**ИСХОДНЫЙ ТЕКСТ:**
##########

Теперь уже невозможно мыслить субстанцию как постоянство неизменного substratum в потоке становления из-за невозможности понимания связи этого substratum со становлением, связи, влияющей на его существование. Если только не помещать ее в качестве ноумена вне времени. Но тогда время перестало бы играть главную роль в экономике бытия.
Как же понимать субъективность, не помещая ее вне становления? Путем возвращения к тому факту, что мгновения времени существуют не исходя из бесконечного ряда, в котором возникают, но могут также исходить из самих себя. Такой способ мгновения быть исходя из себя самого, порывать с прошлым, из которого оно приходит, и есть факт его бытия в настоящем.
Настоящее мгновение образует субъект, предстающий одновременно властелином времени и заключенным во времени. Настоящее — начало бытия. Постоянно повторяющиеся в ходе нашего изложения формулировки типа «вследствие чего-либо...», «событие чего-либо...», «осуществление чего-либо...» стремятся передать превращение глагола в существительное, показать существа в момент гипостазирования, когда они еще — движение, но уже — субстанция. Они соответствуют общему методу, заключающемуся в подходе к состояниям как событиям. Подлинная субстанциальность субъекта состоит в его существи-тельности: в факте наличия не только анонимного бытия вообще, но и существ, наделенных именами. Мгновение прерывает анонимность бытия вообще. Оно — событие, посредством которого в игре бытия, играющейся без игроков, возникают игроки, в существовании — существующие, чьим атрибутом является бытие, — именно атрибутом, хотя, разумеется, и исключительным. Иначе говоря, настоящее — это сам факт наличия существующего. Настоящее вводит в существование примат, господство и даже мужественность существительного. Не те, что подводят к понятию свободы. Какие бы препятствия ни ставило существование перед существующим, каким бы бессильным существующее ни было, существующее — хозяин своего существования, так же как субъект — хозяин атрибута. В мгновении существующее господствует над существованием.

##########

[Записи с указанием на названные объекты]
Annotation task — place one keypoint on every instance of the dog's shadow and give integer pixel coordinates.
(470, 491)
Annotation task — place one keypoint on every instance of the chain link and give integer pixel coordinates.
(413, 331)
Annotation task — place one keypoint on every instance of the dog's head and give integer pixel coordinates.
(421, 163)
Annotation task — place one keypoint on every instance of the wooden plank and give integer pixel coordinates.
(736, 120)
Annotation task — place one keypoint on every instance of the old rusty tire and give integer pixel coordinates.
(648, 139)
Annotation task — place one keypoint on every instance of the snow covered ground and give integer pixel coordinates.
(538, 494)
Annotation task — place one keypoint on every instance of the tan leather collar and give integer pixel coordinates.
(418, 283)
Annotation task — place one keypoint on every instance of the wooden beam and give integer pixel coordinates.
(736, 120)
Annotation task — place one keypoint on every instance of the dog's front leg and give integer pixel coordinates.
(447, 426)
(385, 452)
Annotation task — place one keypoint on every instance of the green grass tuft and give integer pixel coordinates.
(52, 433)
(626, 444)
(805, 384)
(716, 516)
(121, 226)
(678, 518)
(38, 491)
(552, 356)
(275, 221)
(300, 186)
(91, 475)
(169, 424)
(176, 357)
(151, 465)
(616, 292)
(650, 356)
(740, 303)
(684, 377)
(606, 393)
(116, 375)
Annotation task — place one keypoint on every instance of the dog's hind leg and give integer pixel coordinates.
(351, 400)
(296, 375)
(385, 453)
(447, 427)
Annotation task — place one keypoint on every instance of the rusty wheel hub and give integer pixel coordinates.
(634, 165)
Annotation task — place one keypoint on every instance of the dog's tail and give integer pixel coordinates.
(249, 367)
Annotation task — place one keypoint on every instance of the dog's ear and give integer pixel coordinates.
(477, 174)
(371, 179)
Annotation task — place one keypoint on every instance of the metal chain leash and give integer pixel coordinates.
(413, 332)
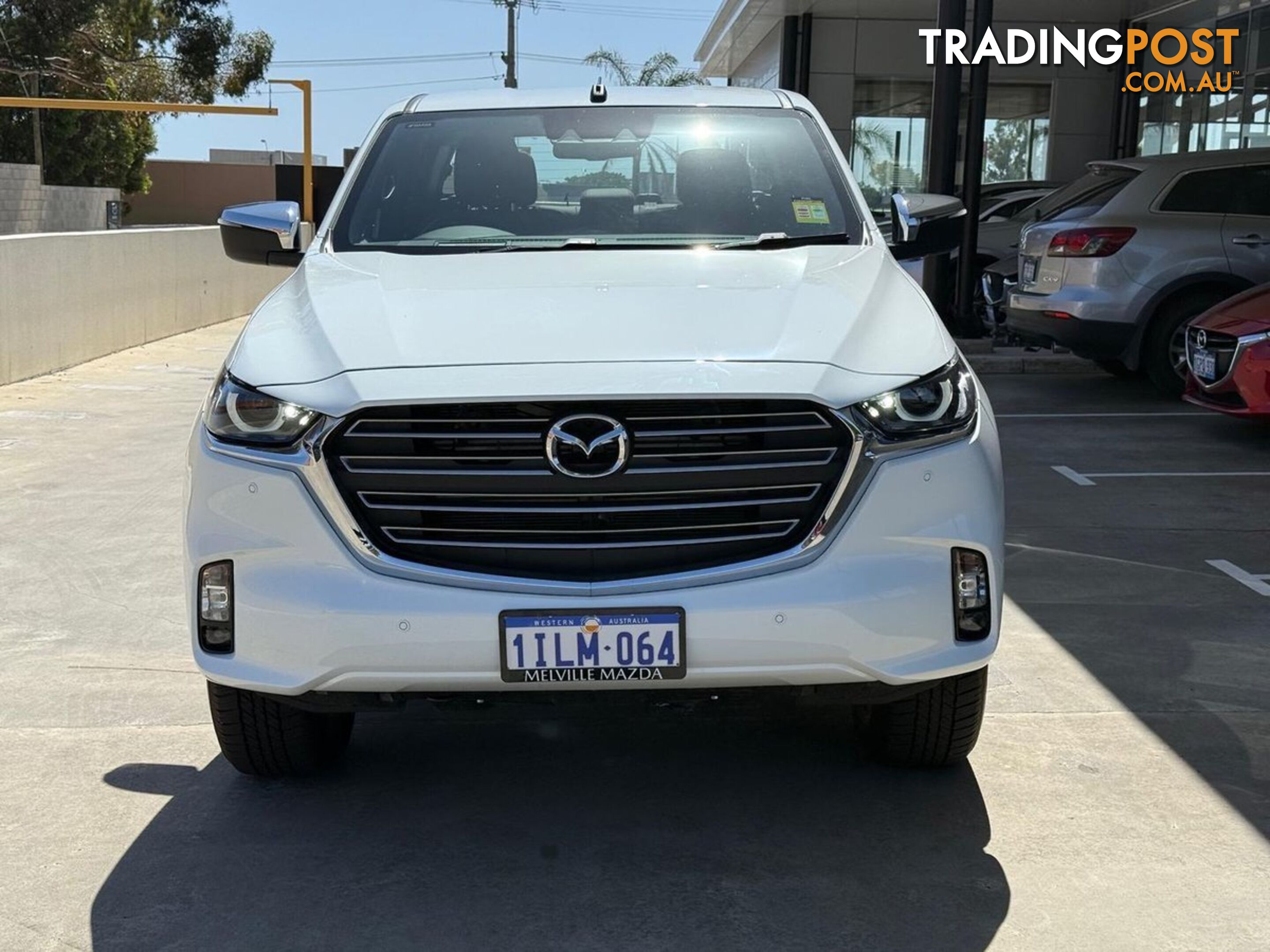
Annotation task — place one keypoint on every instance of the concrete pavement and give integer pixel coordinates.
(1119, 798)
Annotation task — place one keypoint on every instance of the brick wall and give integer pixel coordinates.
(28, 207)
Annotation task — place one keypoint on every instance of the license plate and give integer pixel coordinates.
(1204, 364)
(569, 645)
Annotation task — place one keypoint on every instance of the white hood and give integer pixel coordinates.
(844, 309)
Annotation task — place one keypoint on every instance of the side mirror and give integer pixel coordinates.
(262, 233)
(925, 225)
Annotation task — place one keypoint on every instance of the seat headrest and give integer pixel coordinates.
(493, 173)
(714, 178)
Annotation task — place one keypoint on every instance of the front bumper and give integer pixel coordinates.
(1245, 390)
(874, 605)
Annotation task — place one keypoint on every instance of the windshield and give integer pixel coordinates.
(595, 177)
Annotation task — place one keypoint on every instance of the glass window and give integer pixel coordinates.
(1251, 193)
(1016, 132)
(888, 135)
(1084, 197)
(888, 139)
(675, 175)
(1207, 122)
(1206, 191)
(1243, 190)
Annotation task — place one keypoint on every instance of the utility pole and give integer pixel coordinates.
(36, 130)
(512, 11)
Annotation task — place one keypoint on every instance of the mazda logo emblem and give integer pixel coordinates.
(587, 446)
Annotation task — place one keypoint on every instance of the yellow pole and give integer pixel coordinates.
(123, 106)
(306, 88)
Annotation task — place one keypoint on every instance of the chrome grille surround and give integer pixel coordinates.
(709, 484)
(1229, 350)
(308, 461)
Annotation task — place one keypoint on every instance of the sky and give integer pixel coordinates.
(355, 30)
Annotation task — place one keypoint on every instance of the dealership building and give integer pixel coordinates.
(864, 65)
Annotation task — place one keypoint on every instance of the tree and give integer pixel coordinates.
(660, 70)
(600, 179)
(183, 51)
(1008, 152)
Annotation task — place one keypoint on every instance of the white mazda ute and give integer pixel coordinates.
(595, 397)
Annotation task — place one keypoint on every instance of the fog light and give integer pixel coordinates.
(217, 607)
(972, 602)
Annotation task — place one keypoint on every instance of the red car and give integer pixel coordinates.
(1229, 356)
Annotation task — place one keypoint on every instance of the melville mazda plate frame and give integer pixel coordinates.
(598, 674)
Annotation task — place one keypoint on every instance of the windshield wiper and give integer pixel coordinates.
(780, 239)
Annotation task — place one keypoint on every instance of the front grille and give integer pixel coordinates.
(709, 483)
(1223, 346)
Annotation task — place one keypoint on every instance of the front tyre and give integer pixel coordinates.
(266, 738)
(937, 728)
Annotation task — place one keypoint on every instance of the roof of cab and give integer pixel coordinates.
(581, 96)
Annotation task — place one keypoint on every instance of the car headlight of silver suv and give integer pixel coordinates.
(240, 414)
(939, 407)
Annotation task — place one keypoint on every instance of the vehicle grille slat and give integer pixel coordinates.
(369, 501)
(709, 483)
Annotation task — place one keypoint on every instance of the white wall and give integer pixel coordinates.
(68, 299)
(27, 206)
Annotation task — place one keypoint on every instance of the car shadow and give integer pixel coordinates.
(512, 830)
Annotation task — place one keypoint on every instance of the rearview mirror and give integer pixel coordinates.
(924, 224)
(262, 233)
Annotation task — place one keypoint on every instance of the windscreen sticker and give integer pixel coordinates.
(811, 211)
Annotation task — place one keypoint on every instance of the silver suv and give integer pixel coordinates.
(1142, 247)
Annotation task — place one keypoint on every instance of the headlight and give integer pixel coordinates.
(243, 416)
(940, 404)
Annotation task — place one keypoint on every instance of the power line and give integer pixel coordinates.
(415, 60)
(377, 60)
(661, 13)
(386, 86)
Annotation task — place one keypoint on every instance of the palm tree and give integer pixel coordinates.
(660, 70)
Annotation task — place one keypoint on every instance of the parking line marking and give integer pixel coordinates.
(1065, 417)
(44, 414)
(1258, 583)
(1087, 479)
(1072, 475)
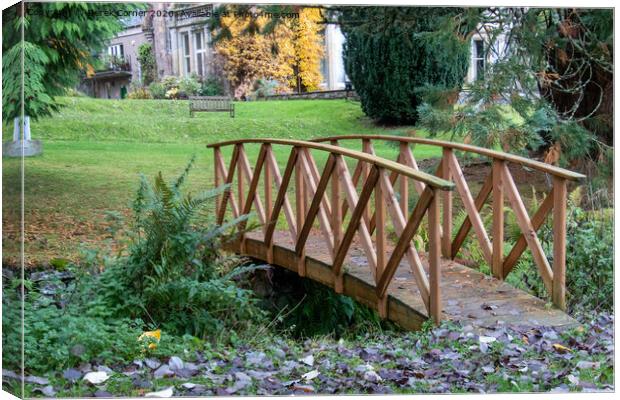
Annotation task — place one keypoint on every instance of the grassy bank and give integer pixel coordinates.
(94, 150)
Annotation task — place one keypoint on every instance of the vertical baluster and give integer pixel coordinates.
(380, 240)
(446, 239)
(559, 242)
(240, 180)
(434, 259)
(217, 178)
(336, 217)
(404, 181)
(300, 205)
(497, 268)
(366, 148)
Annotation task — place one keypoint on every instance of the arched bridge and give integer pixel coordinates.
(386, 234)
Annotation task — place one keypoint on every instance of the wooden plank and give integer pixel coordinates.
(315, 175)
(528, 162)
(336, 221)
(315, 208)
(253, 177)
(446, 234)
(228, 179)
(470, 207)
(434, 258)
(520, 245)
(497, 267)
(288, 210)
(281, 196)
(358, 205)
(380, 234)
(400, 226)
(312, 191)
(482, 197)
(268, 184)
(217, 155)
(404, 181)
(559, 242)
(526, 227)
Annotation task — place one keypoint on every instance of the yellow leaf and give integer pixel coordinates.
(154, 334)
(561, 349)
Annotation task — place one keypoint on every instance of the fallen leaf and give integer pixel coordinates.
(561, 349)
(96, 378)
(310, 375)
(168, 392)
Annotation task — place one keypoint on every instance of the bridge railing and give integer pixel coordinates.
(500, 184)
(324, 196)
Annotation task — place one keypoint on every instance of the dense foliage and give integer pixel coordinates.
(547, 85)
(146, 58)
(394, 55)
(173, 278)
(57, 45)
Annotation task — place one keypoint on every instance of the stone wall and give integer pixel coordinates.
(323, 95)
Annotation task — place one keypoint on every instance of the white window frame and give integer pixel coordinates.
(475, 58)
(187, 53)
(200, 52)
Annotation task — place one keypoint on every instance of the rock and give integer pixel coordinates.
(168, 392)
(152, 363)
(95, 378)
(308, 360)
(175, 363)
(72, 375)
(163, 371)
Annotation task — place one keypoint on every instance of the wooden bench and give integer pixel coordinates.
(211, 104)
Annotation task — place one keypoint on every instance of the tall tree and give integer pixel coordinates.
(57, 42)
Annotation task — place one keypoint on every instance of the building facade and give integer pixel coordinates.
(181, 41)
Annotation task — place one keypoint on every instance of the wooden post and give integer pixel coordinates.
(497, 267)
(336, 219)
(216, 169)
(300, 200)
(446, 239)
(240, 184)
(434, 259)
(404, 181)
(559, 242)
(380, 240)
(366, 148)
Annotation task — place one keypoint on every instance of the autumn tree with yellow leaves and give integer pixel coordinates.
(289, 52)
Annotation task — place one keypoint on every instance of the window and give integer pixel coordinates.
(116, 50)
(478, 59)
(186, 54)
(200, 51)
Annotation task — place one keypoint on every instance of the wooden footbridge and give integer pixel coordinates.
(361, 235)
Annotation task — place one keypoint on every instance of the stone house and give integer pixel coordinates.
(181, 41)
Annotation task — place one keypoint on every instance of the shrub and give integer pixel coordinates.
(174, 275)
(189, 86)
(391, 61)
(212, 87)
(157, 90)
(139, 92)
(146, 58)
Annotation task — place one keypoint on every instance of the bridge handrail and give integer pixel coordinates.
(392, 166)
(540, 166)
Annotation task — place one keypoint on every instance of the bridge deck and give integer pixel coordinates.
(468, 296)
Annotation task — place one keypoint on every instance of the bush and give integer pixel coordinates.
(189, 86)
(212, 87)
(390, 62)
(146, 58)
(157, 90)
(139, 92)
(174, 275)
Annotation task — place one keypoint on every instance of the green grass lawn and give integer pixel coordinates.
(94, 151)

##########

**ЗАДАНИЯ:**
(a) Перечислите все формулировки, которые текст называет постоянно повторяющимися в ходе изложения.
(b) Переименуйте «instance» в «occurrence» в записях, начиная со строки с «tail and give integer pixel coordinates.» и заканчивая строкой с «(1119, 798)», и приведите эти строки целиком. Изображения в ответ не включайте.

**ОТВЕТЫ:**
(a) «вследствие чего-либо...», «событие чего-либо...», «осуществление чего-либо...»

(b)
Annotation task — place one keypoint on every occurrence of the dog's tail and give integer pixel coordinates.
(249, 367)
Annotation task — place one keypoint on every occurrence of the dog's ear and give integer pixel coordinates.
(477, 174)
(371, 179)
Annotation task — place one keypoint on every occurrence of the metal chain leash and give integer pixel coordinates.
(413, 332)
Annotation task — place one keypoint on every occurrence of the concrete pavement and give integer pixel coordinates.
(1119, 798)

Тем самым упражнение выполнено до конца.